• [Given passage]:

Published 06/03/2016

Douglas Carswell is part of the Vote Leave campaign while his party leader Nigel Farage supports the Grassroots Out movement
Douglas Carswell is part of the Vote Leave campaign while his party leader Nigel Farage supports the Grassroots Out movement

Ukip's sole MP has dismissed party leader Nigel Farage's description of him as "irrelevant" and said there was "no point in hiding" the pair's differences.

Douglas Carswell and Mr Farage have clashed over their support for rival Brexit campaigns in the run-up to the June 23 referendum.

The Clacton MP is backing Vote Leave, but recent weeks have seen fellow supporters of the group sacked from Ukip posts by Mr Farage, who is one of the leading figures in the Grassroots Out (GO) Movement.

Mr Carswell praised Suzanne Evans, who has been sacked from two posts in as many weeks - first as deputy chairman and then as welfare spokesman.

He told BBC's Sunday Politics she is "magnificent ... She's so brilliant".

Asked if he was next for the axe, Mr Carswell said "Nigel described me as irrelevant" and added: "I've been called far worse in the five parliamentary elections where I've stood, but the point is in four of those five parliamentary elections I won. Now that's the beauty of democracy isn't it? It's the people who decide who is, who isn't irrelevant."

Mr Carswell repeated the claim - disputed by senior Ukip figures and the GO leadership - that Ukip councillors were backing Vote Leave.

" Four out of every five Ukip councillors across the country has now signed up to Vote Leave," he said. "Vote Leave is now garnering support from the political left, from the political centre right. It is garnering support from people who aren't politicians at all."

Addressing the problems between him and Mr Farage he said: "There's no point in hiding it. There are differences of opinion. He is in favour of signing up to GO, I'm in favour of Vote Leave. And there's a strategic difference as well.

"I think we need to win this referendum with an unrelentingly upbeat optimistic, positive campaign. I'm primarily interested in winning the referendum, not in mobilising the base."

• [Data to use]:

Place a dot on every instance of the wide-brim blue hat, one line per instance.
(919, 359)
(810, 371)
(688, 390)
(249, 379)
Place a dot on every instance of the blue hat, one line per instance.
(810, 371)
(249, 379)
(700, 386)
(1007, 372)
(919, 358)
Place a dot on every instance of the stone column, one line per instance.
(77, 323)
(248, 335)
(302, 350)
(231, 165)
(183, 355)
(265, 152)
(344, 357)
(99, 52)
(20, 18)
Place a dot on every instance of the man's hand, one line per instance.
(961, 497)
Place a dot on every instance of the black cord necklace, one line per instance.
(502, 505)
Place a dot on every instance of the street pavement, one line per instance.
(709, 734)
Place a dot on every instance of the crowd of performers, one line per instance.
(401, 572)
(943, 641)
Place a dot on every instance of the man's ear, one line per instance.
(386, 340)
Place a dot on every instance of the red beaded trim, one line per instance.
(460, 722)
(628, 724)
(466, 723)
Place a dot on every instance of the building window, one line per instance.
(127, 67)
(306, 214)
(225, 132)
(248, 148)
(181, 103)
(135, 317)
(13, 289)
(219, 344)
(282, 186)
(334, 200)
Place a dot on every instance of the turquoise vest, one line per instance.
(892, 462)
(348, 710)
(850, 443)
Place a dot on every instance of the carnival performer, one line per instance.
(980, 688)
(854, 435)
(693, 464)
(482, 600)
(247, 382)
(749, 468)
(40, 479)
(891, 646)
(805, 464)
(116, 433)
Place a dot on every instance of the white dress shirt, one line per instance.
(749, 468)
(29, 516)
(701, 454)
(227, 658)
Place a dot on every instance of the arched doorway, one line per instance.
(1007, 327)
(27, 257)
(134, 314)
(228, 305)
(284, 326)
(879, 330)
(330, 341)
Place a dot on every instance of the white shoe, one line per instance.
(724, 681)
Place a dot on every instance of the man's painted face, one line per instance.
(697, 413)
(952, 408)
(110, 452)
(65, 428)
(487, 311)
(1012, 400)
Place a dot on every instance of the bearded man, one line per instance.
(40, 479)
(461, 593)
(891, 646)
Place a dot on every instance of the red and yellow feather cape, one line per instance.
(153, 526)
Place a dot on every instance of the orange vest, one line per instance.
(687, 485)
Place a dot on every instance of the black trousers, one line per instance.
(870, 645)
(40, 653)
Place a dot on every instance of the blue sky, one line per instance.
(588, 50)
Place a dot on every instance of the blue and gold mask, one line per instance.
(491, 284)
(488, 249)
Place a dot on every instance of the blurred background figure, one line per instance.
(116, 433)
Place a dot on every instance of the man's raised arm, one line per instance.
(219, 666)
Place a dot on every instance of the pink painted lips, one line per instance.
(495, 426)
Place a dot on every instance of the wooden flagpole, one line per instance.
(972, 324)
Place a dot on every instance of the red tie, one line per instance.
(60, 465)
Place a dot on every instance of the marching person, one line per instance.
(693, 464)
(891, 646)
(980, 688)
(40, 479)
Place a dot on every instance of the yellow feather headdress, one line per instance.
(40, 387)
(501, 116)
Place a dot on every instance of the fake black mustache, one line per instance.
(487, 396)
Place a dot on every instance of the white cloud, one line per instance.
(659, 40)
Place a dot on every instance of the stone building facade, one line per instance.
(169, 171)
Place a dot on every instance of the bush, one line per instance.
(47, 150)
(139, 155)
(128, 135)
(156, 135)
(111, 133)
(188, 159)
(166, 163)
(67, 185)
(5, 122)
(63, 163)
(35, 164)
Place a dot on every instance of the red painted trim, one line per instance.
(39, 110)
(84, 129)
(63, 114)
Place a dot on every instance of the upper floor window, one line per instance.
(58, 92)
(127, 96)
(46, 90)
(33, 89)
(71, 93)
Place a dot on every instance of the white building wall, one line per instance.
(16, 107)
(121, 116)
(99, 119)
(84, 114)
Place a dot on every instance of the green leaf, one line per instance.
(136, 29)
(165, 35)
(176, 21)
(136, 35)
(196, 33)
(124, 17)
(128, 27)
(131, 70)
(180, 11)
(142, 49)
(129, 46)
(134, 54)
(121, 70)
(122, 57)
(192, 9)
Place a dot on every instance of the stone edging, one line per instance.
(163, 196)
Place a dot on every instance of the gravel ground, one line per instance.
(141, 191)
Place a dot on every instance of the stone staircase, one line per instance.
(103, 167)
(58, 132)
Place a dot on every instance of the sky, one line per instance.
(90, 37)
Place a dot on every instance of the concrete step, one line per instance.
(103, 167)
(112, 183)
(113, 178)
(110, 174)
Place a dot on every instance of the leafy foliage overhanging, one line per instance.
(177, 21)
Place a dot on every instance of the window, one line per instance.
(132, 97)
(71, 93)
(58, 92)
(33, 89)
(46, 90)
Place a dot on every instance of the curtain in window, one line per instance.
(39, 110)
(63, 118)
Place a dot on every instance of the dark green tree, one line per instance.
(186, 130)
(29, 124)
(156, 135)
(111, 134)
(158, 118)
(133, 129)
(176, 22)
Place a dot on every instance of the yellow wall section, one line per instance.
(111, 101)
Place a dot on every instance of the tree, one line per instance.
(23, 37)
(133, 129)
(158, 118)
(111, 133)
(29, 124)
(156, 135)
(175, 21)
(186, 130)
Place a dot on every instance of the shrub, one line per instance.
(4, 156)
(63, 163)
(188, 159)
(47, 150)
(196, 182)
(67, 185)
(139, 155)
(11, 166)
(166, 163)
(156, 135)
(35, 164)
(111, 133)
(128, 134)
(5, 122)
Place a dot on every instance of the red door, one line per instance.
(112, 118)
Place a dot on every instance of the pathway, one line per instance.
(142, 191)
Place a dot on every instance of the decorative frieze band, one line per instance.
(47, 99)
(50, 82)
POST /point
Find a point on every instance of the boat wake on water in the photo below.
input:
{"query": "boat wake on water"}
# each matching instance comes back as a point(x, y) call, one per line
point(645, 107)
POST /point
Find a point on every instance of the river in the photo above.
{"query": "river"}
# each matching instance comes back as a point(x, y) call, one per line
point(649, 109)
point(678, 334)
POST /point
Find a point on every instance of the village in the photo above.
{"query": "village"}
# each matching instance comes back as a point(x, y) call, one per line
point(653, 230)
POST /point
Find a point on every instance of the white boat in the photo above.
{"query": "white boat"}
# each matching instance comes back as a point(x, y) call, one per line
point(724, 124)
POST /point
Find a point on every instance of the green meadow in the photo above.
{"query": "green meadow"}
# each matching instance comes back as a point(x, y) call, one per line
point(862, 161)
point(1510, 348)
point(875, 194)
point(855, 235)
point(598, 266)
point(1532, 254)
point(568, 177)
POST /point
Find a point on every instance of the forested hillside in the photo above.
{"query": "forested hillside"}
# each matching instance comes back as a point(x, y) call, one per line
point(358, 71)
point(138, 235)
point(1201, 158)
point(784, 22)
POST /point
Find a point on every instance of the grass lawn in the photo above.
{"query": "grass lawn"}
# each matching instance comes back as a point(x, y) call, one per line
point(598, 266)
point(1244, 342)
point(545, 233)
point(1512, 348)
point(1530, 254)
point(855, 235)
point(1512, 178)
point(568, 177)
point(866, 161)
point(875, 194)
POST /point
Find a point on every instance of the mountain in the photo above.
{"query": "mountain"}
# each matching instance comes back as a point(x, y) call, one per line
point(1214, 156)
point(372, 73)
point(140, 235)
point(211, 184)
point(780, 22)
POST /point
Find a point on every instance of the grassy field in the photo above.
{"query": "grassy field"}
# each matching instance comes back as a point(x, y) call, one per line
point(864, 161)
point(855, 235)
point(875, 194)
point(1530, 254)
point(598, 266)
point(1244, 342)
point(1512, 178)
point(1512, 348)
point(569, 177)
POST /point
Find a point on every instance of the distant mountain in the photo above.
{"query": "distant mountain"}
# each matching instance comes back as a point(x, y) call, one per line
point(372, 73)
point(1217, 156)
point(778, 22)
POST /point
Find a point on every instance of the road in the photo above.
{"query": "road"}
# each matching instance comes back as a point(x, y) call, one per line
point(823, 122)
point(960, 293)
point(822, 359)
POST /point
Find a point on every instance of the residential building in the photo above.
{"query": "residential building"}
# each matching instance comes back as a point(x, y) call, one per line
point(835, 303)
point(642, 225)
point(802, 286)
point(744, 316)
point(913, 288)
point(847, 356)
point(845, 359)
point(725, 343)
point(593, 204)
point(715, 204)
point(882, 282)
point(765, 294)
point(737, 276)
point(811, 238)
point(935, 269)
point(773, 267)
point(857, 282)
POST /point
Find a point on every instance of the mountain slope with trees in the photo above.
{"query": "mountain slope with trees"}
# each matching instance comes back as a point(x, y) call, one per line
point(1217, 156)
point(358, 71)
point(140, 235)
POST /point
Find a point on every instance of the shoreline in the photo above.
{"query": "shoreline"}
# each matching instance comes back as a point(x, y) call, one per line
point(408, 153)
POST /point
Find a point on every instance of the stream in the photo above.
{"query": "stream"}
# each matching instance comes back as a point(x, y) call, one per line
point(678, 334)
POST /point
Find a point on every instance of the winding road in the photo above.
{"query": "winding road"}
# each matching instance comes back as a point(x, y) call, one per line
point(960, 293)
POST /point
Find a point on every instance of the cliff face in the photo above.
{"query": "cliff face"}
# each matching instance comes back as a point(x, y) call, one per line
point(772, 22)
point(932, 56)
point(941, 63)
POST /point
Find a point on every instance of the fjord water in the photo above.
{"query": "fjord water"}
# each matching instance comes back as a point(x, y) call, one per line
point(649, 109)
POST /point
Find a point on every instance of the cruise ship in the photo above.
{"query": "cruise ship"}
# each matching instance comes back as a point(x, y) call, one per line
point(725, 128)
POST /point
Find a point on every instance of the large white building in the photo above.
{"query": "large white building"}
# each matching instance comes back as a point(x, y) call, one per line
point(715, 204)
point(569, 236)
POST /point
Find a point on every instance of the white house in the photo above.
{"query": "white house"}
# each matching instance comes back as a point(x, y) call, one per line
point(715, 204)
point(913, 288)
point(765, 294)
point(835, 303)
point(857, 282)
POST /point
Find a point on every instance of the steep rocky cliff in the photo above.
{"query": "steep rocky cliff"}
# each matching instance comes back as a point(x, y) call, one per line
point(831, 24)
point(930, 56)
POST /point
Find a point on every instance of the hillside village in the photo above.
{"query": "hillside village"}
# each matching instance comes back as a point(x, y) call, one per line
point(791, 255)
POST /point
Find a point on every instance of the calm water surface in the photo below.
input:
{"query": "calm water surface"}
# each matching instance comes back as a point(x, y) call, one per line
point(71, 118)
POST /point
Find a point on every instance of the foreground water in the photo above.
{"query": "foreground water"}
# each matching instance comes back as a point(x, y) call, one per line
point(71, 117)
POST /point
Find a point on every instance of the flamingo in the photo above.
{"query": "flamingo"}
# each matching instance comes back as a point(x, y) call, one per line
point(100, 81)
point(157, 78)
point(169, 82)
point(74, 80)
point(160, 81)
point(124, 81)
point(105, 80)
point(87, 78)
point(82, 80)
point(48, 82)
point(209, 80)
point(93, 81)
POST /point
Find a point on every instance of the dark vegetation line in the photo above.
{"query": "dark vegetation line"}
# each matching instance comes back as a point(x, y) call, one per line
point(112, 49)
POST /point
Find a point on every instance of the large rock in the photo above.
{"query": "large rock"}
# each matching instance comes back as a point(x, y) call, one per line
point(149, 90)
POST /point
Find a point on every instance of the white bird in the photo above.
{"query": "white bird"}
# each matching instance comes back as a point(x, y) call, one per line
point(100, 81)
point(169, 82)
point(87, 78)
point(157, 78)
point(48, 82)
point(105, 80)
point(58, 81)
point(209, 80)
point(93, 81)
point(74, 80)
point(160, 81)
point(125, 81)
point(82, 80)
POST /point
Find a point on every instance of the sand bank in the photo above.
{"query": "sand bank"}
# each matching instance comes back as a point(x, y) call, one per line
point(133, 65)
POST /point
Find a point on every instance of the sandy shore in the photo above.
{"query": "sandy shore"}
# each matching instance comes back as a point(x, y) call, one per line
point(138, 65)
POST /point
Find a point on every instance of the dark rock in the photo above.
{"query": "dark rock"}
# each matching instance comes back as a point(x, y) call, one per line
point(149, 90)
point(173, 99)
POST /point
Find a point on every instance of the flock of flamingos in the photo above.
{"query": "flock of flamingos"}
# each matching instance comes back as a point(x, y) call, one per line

• [Things to do]:
**1)** According to the article on Douglas Carswell, which two Ukip posts was Suzanne Evans sacked from?
**2)** Find every line of the records that contains the string "vegetation", treating uppercase and lowercase as different, and copy each one.
The article and the records were drawn from unrelated sources.

• [Results in order]:
**1)** She was sacked as deputy chairman and then as welfare spokesman.

**2)**
Find a point on every instance of the dark vegetation line in the photo above.
{"query": "dark vegetation line"}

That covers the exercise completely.